EXERCISE BRIEF: Collect every line of the listing below that contains the word "cabinet", matching case exactly.

== TASK MATERIAL

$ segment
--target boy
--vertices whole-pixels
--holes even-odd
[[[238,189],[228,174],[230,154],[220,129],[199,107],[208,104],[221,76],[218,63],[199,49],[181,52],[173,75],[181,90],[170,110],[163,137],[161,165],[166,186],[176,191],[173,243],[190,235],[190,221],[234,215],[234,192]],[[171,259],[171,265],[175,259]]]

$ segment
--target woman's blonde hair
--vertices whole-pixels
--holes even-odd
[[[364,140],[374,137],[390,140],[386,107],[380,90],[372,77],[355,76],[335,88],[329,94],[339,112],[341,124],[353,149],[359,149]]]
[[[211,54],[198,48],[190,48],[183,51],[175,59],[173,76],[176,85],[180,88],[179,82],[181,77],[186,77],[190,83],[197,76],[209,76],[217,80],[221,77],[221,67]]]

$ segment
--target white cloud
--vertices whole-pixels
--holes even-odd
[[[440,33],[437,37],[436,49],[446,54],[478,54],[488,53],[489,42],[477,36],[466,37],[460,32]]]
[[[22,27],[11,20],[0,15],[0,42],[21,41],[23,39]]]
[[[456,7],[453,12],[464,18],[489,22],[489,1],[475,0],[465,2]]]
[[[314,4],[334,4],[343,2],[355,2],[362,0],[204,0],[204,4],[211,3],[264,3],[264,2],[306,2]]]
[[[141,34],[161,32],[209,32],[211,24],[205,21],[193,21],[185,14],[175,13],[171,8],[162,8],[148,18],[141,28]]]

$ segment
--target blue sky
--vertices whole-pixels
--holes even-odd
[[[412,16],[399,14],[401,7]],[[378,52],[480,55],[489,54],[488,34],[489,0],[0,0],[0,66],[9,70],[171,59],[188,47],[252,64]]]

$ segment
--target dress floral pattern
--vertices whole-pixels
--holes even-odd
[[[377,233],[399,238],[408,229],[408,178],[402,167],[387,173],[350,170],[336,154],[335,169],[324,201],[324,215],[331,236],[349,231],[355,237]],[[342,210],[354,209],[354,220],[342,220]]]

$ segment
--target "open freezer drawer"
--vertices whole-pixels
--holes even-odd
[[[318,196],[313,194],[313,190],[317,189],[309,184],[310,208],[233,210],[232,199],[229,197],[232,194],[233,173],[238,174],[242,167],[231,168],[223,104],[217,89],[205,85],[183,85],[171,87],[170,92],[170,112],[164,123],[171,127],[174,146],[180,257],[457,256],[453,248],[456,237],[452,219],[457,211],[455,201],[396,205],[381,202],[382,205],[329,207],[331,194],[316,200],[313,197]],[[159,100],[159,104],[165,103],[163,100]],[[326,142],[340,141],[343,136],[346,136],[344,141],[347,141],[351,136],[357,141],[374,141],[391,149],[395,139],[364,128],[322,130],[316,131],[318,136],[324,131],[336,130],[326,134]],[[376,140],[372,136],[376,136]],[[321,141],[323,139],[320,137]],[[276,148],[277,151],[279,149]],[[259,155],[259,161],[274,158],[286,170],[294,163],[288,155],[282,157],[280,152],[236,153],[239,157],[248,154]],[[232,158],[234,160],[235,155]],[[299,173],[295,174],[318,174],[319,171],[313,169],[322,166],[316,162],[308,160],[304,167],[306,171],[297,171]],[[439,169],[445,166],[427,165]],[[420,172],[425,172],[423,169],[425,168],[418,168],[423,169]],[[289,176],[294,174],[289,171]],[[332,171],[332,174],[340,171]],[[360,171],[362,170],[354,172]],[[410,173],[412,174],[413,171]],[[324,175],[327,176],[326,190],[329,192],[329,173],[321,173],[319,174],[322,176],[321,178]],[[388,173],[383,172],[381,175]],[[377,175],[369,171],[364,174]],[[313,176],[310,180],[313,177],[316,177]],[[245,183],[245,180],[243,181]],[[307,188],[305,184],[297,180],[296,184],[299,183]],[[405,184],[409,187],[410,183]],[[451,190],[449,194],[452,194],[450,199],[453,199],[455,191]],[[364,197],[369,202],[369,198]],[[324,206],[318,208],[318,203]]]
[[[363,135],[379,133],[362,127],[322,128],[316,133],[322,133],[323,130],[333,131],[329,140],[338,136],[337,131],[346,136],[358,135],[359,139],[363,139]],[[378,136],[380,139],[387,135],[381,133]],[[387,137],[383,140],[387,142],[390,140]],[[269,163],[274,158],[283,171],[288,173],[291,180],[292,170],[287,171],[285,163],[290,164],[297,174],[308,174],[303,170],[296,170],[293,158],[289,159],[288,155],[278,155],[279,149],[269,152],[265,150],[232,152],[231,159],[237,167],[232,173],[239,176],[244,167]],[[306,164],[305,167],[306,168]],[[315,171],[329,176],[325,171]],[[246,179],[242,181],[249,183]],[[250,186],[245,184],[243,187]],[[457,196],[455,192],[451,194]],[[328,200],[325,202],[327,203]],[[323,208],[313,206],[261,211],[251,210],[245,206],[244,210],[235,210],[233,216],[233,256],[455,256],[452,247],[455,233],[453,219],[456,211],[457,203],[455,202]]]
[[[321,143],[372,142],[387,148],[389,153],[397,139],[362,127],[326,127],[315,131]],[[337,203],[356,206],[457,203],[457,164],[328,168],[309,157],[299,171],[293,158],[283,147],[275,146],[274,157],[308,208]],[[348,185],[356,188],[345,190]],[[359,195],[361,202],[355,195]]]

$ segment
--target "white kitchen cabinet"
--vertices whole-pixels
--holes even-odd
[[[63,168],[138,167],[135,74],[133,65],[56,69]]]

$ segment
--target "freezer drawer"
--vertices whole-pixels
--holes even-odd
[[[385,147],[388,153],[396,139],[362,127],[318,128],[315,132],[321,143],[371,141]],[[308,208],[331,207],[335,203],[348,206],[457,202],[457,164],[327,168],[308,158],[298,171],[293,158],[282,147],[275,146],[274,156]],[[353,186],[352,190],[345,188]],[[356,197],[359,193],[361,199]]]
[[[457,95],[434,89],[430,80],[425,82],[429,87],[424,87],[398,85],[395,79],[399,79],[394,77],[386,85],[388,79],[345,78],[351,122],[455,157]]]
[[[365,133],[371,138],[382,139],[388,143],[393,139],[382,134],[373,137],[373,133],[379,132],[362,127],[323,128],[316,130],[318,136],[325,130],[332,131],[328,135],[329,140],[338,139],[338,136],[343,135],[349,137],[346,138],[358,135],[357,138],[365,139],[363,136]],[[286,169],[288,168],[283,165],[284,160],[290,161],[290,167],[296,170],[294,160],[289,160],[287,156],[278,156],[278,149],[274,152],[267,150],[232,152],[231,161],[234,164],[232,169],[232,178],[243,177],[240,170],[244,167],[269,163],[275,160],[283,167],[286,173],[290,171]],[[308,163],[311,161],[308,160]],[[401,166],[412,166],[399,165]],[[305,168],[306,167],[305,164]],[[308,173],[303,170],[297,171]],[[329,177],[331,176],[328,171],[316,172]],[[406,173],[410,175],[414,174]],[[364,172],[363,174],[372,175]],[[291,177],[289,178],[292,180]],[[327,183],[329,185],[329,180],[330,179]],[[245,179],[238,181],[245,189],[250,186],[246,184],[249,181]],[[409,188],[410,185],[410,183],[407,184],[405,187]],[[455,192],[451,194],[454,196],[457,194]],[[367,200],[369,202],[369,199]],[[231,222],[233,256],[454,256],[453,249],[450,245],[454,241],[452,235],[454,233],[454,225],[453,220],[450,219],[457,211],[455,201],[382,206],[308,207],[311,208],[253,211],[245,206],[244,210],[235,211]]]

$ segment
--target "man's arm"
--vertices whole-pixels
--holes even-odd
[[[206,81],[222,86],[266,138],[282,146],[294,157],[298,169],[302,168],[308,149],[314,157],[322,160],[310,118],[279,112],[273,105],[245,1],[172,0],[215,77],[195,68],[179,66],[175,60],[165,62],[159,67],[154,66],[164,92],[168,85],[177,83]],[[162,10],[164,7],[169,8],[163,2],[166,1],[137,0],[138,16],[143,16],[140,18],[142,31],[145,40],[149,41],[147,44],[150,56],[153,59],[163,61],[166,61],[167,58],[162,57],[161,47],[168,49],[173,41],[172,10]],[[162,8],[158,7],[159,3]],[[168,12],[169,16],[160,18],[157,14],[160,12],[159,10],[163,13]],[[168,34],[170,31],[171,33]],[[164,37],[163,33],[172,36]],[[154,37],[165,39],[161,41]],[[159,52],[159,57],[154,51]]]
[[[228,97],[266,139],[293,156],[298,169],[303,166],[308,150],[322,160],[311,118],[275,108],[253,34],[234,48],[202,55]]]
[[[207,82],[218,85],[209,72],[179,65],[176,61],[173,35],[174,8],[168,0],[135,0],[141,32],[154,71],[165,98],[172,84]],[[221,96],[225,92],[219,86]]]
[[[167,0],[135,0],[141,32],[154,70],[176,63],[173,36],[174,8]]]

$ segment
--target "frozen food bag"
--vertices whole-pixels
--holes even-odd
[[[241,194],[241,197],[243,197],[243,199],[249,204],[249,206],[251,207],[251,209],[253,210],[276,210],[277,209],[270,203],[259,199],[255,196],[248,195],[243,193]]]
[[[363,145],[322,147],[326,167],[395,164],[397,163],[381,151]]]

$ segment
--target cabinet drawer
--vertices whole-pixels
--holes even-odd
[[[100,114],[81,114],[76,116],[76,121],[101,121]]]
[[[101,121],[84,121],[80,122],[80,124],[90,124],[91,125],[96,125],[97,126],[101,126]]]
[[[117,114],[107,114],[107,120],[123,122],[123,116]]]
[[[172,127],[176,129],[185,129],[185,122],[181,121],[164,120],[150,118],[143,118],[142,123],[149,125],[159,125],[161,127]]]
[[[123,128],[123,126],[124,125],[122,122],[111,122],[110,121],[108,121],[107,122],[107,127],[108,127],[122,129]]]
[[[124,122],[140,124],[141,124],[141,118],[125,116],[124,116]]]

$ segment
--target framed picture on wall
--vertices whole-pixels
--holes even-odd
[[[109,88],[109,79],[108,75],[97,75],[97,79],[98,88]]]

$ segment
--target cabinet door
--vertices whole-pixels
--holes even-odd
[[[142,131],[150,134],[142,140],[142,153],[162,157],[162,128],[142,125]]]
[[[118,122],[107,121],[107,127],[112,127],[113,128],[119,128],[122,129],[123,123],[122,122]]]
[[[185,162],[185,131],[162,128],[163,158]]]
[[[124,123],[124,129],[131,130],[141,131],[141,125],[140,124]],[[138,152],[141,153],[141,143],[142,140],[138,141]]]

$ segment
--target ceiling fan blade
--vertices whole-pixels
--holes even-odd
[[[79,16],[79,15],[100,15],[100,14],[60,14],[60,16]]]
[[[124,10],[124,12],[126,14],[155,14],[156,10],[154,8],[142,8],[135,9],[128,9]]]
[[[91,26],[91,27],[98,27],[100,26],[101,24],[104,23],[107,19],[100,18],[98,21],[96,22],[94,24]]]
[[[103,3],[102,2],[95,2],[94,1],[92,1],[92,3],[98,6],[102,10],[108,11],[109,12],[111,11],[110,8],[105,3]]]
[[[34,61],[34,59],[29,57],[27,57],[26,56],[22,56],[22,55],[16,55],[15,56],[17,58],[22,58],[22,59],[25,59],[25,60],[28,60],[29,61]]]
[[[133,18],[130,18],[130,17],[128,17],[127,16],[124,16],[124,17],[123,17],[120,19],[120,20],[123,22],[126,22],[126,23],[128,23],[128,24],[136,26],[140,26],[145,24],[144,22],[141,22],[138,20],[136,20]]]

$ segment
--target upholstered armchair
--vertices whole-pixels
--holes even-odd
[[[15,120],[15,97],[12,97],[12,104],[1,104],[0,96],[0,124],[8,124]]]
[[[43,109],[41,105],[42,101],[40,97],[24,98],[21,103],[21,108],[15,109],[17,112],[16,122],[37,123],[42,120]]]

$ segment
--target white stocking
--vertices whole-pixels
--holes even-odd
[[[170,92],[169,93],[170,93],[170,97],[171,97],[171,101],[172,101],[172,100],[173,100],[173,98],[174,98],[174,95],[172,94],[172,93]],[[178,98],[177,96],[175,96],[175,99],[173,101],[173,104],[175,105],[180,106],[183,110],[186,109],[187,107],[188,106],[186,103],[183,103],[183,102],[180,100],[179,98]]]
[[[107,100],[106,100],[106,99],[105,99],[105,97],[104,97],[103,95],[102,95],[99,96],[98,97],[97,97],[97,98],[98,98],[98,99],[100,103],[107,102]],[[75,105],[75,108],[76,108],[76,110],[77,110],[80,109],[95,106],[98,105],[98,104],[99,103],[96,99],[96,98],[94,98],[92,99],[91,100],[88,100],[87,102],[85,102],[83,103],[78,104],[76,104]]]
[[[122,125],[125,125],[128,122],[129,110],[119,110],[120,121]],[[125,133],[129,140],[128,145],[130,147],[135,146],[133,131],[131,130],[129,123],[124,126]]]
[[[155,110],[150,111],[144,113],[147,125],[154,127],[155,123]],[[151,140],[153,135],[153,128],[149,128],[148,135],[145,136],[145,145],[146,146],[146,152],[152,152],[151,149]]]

====

FULL RESPONSE:
--target "white kitchen cabinet"
--target cabinet drawer
--target cabinet door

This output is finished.